▸ **Records from a collection**:
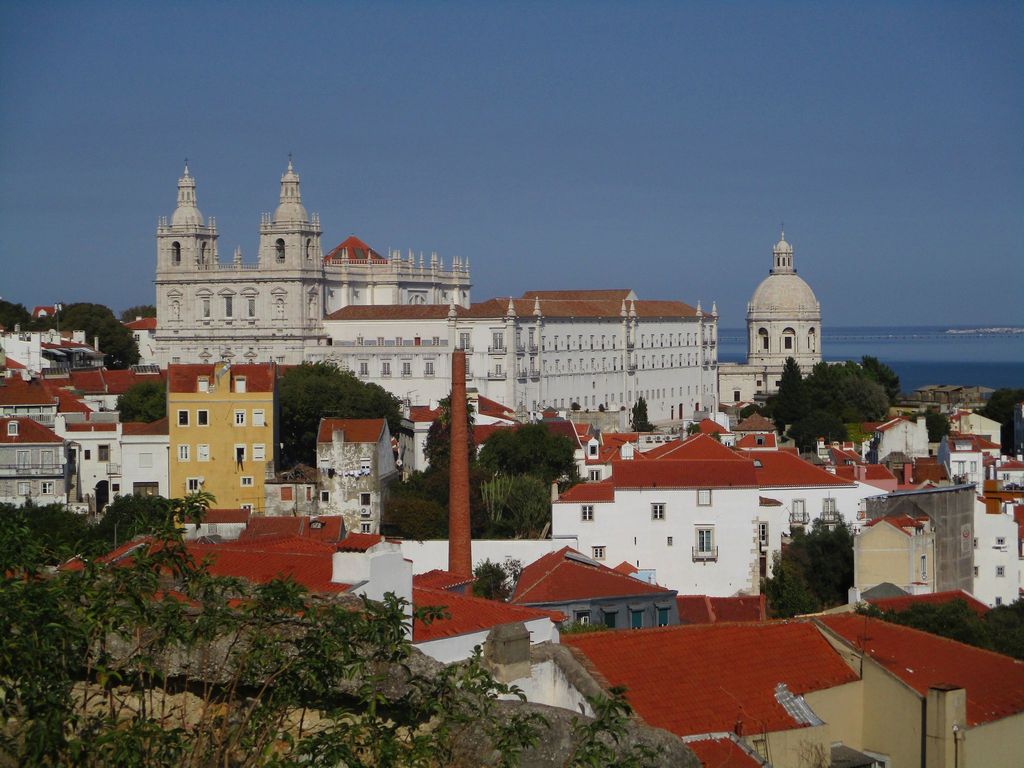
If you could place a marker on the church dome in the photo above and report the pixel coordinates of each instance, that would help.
(783, 293)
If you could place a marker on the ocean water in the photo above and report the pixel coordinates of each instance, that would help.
(920, 354)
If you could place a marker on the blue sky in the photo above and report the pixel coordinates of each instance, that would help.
(652, 145)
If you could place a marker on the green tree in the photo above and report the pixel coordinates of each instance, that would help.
(139, 310)
(496, 581)
(143, 401)
(807, 429)
(13, 314)
(116, 341)
(792, 402)
(881, 373)
(786, 590)
(530, 449)
(938, 425)
(1000, 408)
(639, 418)
(314, 390)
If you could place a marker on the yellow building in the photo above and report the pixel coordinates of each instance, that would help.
(223, 430)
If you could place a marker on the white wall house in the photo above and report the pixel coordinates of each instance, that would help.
(705, 518)
(996, 577)
(144, 459)
(546, 349)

▸ **DIRECTIONS**: Reproduce the records above exactly, excluding every picture.

▸ **PROBLEM SOLUTION**:
If you could place a marker on the church dome in the photo above and report the pixel coordinates of each instance, that would help.
(783, 293)
If you could place a marker on the ocean water in the photo above and report the pixel coordinates of each instance, that would help.
(920, 354)
If you could place a marker on the blue sky in the photo above and report the pixel coordinates of each instance, that would help.
(652, 145)
If you could place a marker on the green tree in the photo above and report the pixel coordinates of each instance, that would help.
(139, 310)
(496, 581)
(143, 401)
(807, 429)
(13, 314)
(116, 341)
(792, 402)
(881, 373)
(786, 590)
(530, 449)
(938, 425)
(1000, 408)
(639, 418)
(314, 390)
If you could place a marker on the yellow building in the photo above and report the pixel coordinates of each instance, that would help.
(223, 430)
If you could place a marker on the white wall house in the photo above and report the pixel coordinates of each instance, that would help.
(705, 518)
(996, 577)
(144, 459)
(546, 349)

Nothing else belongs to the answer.